■ **Text extract**

If you have a need to further conserve IPv4 addresses per node, with only a minor performance penalty to pod launch time, you can instead use WARM_IP_TARGET and MINIMUM_IP_TARGET settings, which override WARM_PREFIX_TARGET if set. By setting WARM_IP_TARGET to a value less than 16, you can prevent IPAMD from keeping one full free prefix attached.

For a concrete example, let’s imagine a user that estimates with steady state, they will have 25 pods deployed per node. They are using m5.large instances, which support 3 ENIs and 9 prefixes per ENI. This user is operating in a VPC with limited IPv4 address space, and is willing to sacrifice some pod launch time performance to minimize unused IP addresses per node, so they decide to set WARM_IP_TARGET and MINIMUM_IP_TARGET instead of relying on the default recommended behavior of WARM_PREFIX_TARGET set to 1. They set MINIMUM_IP_TARGET to 25, because they expect at least 25 pods to be scheduled on every node as a baseline. They also set WARM_IP_TARGET to 5. Keep in mind, that with prefix assignment, IPAMD can only allocate IPv4 addresses in chunks of 16.

When a node is started in their cluster, IPAMD will allocate 2 prefixes (32 IP address) to the primary ENI (this user is not using CNI custom networking, so only the primary ENI is used in this example) to satisfy the MINIMUM_IP_TARGET of 25. Now 25 pods get scheduled to the worker node, and no action is taken by IPAMD, because enough IP addresses are already allocated to meet the pod requirements, and there are 7 unused IP addresses, which satisfies the WARM_IP_TARGET requirement of 5. Next, their application experiences a spike in traffic, and an additional 12 pods are scheduled to the worker node to meet the demand. When the 3rd pod gets scheduled, IPAMD will calculate that their are only 4 free IP addresses left on the node, less than the WARM_IP_TARGET of 5, and will call EC2 to attach an additional prefix to the ENI. 7 of the 12 additional pods will immediately be given IP addresses from the existing pool, however, the last 5 pods may see a slight delay in starting as the additional prefix gets attached. Once this new steady state is reached, the worker node will still have only the primary ENI attached, with 3 prefixes, for a total of 48 IPs allocated, and 37 pods running on the node.

■ **Required task 1**
Please copy the stretch of the IPAMD passage from "For a concrete" through "chunks of 16." word for word.
■ **Required task 2**
According to the IPAMD passage, how many prefixes per ENI do m5.large instances support?

■ **Data extract**
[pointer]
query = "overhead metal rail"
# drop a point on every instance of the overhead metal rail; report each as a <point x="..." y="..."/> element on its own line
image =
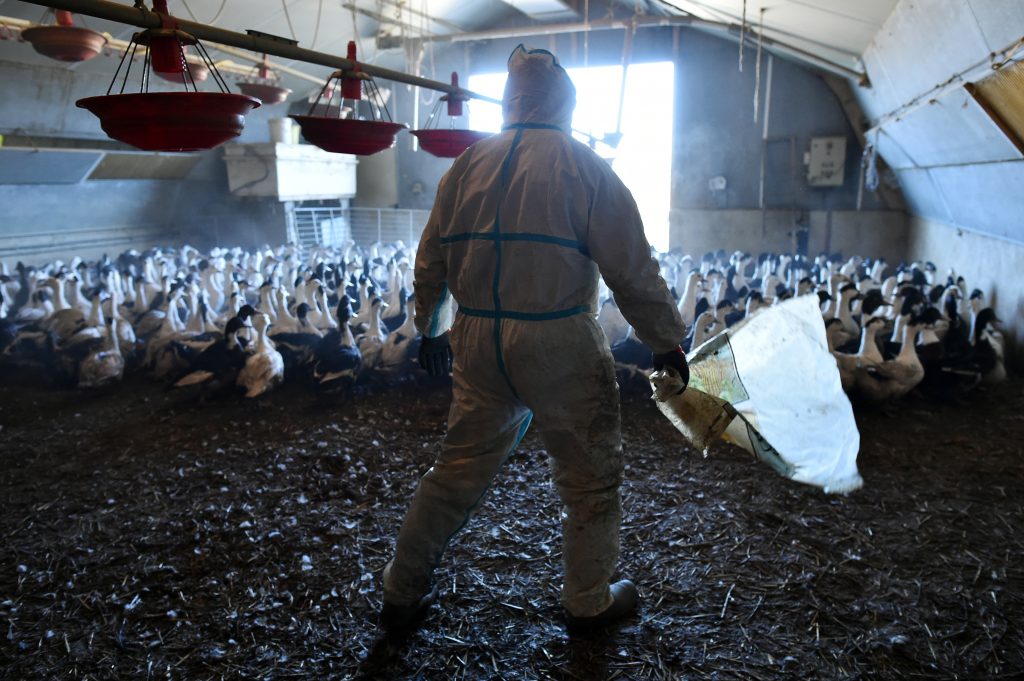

■ **Full answer 1**
For a concrete example, let’s imagine a user that estimates with steady state, they will have 25 pods deployed per node. They are using m5.large instances, which support 3 ENIs and 9 prefixes per ENI. This user is operating in a VPC with limited IPv4 address space, and is willing to sacrifice some pod launch time performance to minimize unused IP addresses per node, so they decide to set WARM_IP_TARGET and MINIMUM_IP_TARGET instead of relying on the default recommended behavior of WARM_PREFIX_TARGET set to 1. They set MINIMUM_IP_TARGET to 25, because they expect at least 25 pods to be scheduled on every node as a baseline. They also set WARM_IP_TARGET to 5. Keep in mind, that with prefix assignment, IPAMD can only allocate IPv4 addresses in chunks of 16.

■ **Full answer 2**
They support 9 prefixes per ENI.